# [To do]
The answer is to be an exact copy of the lines below running from the line with "Where can you see the red bell" down to the line with "Where can you see the red tomato", both ends included, and nothing more.

# [Data extract]
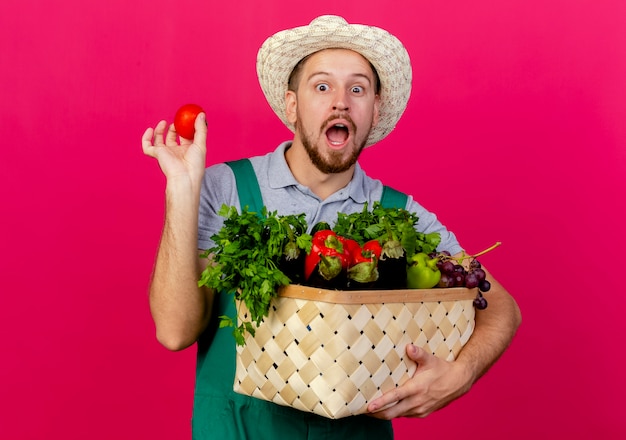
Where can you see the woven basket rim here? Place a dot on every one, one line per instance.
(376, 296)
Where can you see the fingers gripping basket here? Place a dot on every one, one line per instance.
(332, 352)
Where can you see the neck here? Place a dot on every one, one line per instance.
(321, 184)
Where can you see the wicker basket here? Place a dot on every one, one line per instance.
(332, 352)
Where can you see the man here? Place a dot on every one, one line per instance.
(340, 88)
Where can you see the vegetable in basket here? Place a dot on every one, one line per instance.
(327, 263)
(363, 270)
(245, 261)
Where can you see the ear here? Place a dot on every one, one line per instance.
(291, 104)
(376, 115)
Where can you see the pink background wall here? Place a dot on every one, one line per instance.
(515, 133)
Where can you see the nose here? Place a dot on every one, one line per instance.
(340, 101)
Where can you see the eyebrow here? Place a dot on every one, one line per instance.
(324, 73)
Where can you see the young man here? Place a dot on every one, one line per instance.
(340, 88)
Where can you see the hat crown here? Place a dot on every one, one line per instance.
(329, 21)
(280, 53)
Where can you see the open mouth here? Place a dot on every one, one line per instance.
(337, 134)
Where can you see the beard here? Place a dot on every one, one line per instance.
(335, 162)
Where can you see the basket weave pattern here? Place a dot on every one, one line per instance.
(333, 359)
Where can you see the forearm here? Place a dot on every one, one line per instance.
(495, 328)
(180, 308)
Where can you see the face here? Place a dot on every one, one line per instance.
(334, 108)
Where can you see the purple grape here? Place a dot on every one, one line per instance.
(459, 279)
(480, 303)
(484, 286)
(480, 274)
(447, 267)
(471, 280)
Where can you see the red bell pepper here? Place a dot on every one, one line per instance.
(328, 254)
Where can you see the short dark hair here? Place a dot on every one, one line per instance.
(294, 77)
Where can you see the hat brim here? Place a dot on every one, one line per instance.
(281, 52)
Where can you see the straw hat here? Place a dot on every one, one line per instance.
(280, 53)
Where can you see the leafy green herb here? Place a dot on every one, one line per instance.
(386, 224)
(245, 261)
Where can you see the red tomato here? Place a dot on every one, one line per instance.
--
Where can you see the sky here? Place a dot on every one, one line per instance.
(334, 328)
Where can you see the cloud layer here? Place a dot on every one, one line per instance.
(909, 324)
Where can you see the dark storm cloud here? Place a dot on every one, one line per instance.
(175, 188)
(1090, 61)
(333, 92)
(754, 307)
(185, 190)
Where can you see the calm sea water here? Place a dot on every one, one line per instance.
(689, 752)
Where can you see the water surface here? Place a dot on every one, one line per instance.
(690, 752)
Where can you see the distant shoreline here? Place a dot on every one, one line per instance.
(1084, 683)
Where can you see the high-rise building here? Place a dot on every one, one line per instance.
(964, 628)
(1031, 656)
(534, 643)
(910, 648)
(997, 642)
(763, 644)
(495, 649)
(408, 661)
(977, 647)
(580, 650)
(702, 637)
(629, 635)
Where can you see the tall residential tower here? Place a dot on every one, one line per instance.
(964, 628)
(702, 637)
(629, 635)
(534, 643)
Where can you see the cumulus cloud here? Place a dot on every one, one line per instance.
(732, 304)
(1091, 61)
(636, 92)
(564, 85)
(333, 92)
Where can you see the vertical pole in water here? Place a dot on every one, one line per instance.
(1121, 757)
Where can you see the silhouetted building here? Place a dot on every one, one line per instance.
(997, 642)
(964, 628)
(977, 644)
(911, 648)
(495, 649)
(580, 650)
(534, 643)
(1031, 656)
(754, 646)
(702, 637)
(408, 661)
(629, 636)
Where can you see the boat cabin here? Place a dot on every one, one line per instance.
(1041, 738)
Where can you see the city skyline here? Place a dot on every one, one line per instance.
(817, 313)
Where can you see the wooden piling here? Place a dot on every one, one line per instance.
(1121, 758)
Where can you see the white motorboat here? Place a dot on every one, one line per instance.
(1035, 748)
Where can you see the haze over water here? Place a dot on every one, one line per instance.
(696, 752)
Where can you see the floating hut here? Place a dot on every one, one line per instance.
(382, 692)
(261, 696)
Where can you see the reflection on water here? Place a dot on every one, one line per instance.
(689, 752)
...
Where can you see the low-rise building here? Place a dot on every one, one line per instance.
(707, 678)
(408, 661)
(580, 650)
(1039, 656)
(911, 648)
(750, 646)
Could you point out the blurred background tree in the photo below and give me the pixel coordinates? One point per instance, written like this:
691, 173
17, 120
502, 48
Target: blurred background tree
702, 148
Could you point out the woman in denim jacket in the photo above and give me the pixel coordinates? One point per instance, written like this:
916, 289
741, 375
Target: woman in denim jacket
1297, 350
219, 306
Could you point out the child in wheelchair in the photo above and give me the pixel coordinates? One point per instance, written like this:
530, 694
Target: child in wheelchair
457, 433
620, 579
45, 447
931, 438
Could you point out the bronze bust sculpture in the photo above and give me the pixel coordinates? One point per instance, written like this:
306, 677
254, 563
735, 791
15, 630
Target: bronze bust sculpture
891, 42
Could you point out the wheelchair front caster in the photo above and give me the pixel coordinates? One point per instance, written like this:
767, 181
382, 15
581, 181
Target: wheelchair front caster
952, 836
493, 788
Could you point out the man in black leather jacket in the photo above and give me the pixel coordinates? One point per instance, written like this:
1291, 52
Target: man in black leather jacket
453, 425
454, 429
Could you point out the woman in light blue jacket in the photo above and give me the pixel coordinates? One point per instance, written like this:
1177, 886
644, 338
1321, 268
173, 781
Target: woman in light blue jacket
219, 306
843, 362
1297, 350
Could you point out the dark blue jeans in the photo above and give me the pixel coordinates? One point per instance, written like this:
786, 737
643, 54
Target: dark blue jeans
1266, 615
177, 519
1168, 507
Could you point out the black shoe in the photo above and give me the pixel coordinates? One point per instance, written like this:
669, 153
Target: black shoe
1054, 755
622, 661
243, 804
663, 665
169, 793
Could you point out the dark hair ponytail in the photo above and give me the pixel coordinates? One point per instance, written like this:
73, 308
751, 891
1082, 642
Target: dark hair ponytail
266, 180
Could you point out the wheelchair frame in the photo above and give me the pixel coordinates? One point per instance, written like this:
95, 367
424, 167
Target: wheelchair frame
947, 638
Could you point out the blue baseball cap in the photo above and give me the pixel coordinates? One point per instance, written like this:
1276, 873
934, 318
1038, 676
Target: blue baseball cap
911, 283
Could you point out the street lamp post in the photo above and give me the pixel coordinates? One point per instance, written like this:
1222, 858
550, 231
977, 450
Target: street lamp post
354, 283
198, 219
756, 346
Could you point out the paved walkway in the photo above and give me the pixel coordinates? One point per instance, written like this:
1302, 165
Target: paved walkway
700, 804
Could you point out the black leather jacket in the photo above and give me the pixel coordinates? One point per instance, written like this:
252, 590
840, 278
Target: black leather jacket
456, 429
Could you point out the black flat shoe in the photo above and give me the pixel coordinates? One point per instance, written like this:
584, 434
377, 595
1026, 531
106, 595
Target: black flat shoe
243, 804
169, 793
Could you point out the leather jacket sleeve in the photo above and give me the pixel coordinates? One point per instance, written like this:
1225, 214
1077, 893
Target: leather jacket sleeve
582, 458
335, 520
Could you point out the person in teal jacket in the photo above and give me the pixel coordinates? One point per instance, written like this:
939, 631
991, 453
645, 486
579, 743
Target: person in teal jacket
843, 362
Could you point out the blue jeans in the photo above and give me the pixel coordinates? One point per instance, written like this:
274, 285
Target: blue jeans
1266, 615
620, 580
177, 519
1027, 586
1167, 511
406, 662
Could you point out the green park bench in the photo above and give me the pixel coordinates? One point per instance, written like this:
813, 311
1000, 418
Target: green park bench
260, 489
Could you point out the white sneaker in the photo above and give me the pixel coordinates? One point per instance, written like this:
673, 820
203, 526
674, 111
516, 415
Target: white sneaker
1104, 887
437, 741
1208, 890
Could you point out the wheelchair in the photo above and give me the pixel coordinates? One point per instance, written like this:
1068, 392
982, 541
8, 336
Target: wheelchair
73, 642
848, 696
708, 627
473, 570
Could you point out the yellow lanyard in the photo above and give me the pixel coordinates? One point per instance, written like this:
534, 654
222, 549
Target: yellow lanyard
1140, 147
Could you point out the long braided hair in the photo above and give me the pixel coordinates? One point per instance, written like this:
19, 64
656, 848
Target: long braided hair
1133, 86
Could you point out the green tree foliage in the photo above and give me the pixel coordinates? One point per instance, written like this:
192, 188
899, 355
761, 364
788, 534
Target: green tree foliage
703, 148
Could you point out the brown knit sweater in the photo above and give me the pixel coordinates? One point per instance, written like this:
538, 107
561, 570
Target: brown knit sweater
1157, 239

# [Response below]
Where can you see the red bell pepper here? Place a dot on every one, one line per instance.
(328, 254)
Where can you see the short dark hair here? Place a dot on every one, one line per instance.
(294, 77)
Where can you see the hat brim here? Place a dot on every one, one line per instance.
(281, 52)
Where can you see the straw hat here? Place a dot on every one, one line per instance.
(280, 53)
Where can you see the leafy green herb here? Place a dot on every one, one line per instance.
(386, 224)
(245, 261)
Where can you see the red tomato here? Place a dot on every one, one line per instance.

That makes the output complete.